───── STUDY TEXT

There have been various challenges to the integration of SDOH data collection and social needs–related interventions into COG’s treatment protocols due to concerns related to budget restrictions and potential infrastructure burden on sites for data collection. However, ASCO notes that recent pediatric cooperative group studies show that SDOH data collection in this context can be feasible and successful. In addition, COG’s Diversity and Health Disparities Committee produced a research blueprint reaching the same conclusion, recommending the routine collection of SDOH data on treatment trials, to help increase access to trials, improve trial diversity, and reduce disparities in outcomes for diverse pediatric cancer populations.

ASCO released a policy statement on SDOH and cancer care earlier this year, which stated that interventions on social needs will require both data collection and a research pipeline to properly evaluate intervention efficacy. As the pediatric patient population is smaller than the adult population, and it tends to be treated more often on clinical trials, ASCO notes that integrating SDOH data collection and intervention onto treatment trials will be critical to moving SDOH interventions forward.

──────────
───── INFORMATION SHOWN

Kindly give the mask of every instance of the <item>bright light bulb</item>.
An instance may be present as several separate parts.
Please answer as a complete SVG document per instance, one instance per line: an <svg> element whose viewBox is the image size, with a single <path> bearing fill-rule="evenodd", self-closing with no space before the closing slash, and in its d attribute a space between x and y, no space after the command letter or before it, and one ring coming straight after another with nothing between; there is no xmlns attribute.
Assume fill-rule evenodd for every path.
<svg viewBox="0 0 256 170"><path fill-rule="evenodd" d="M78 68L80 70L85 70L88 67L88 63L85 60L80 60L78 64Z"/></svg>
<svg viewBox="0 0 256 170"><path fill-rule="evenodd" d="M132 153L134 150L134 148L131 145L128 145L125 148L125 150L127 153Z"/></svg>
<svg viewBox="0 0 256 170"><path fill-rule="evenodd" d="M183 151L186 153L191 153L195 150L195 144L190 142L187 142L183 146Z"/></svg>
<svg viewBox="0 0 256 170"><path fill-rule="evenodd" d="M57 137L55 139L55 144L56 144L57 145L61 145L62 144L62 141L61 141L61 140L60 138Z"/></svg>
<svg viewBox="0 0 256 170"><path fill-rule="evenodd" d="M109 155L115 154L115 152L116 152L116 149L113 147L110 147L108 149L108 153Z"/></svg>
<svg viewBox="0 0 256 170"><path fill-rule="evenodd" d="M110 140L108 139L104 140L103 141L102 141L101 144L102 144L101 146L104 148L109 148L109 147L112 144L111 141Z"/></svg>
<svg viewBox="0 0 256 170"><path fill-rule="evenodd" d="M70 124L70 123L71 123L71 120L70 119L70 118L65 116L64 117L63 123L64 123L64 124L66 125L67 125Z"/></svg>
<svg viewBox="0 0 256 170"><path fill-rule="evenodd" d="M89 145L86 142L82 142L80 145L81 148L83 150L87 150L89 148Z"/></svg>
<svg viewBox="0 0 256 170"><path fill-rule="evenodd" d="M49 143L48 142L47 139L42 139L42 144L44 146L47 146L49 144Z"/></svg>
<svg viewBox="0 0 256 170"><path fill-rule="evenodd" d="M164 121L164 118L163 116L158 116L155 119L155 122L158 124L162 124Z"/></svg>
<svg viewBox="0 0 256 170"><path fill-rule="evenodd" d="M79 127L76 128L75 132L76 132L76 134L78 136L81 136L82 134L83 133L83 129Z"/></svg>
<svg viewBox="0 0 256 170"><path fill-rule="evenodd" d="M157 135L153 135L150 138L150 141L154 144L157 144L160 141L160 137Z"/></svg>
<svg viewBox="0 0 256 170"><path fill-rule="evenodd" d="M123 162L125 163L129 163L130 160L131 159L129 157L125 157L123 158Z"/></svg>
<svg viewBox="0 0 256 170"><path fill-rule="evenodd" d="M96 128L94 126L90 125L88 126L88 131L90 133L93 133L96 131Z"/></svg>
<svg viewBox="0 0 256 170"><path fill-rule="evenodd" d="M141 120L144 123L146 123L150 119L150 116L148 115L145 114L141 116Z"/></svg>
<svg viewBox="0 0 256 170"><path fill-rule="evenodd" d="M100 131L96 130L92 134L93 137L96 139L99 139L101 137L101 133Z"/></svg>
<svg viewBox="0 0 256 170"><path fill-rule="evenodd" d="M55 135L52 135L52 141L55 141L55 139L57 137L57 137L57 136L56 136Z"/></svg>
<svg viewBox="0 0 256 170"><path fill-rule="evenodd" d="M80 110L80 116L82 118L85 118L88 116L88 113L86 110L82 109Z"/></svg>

──────────

TASK LIST ::
- A) Using only the passage on SDOH data in pediatric cancer trials, decide whether each statement agrees with it: (i) ASCO issued a policy statement on SDOH and cancer care earlier this year; (ii) the pediatric patient population is larger than the adult population; (iii) COG's Diversity and Health Disparities Committee recommended routinely collecting SDOH data on treatment trials. For each, answer yes or no and quote the deciding words.
- B) Go on with the passage on SDOH data in pediatric cancer trials, starting after its final sentence.

EXERCISE RESPONSES ::
- A)
(i) Yes: "ASCO released a policy statement on SDOH and cancer care earlier this year"
(ii) No: "the pediatric patient population is smaller than the adult population"
(iii) Yes: "recommending the routine collection of SDOH data on treatment trials"

- B)
To streamline pediatric data collection and social needs interventions within the NTCN, COG, and Cancer Therapy Evaluation Program (CTEP), ASCO recommends the following:

  • Embedded SDOH data collection on pediatric clinical trials should be prioritized and funded both federally and privately; failure to support such data collection in treatment trials should require scientific rationale.
  • The inclusion of optional, embedded social needs or health equity interventions in COG research protocols should be prioritized and funded, because the development and evaluation of these interventions can improve cancer-specific and long-term survivorship outcomes.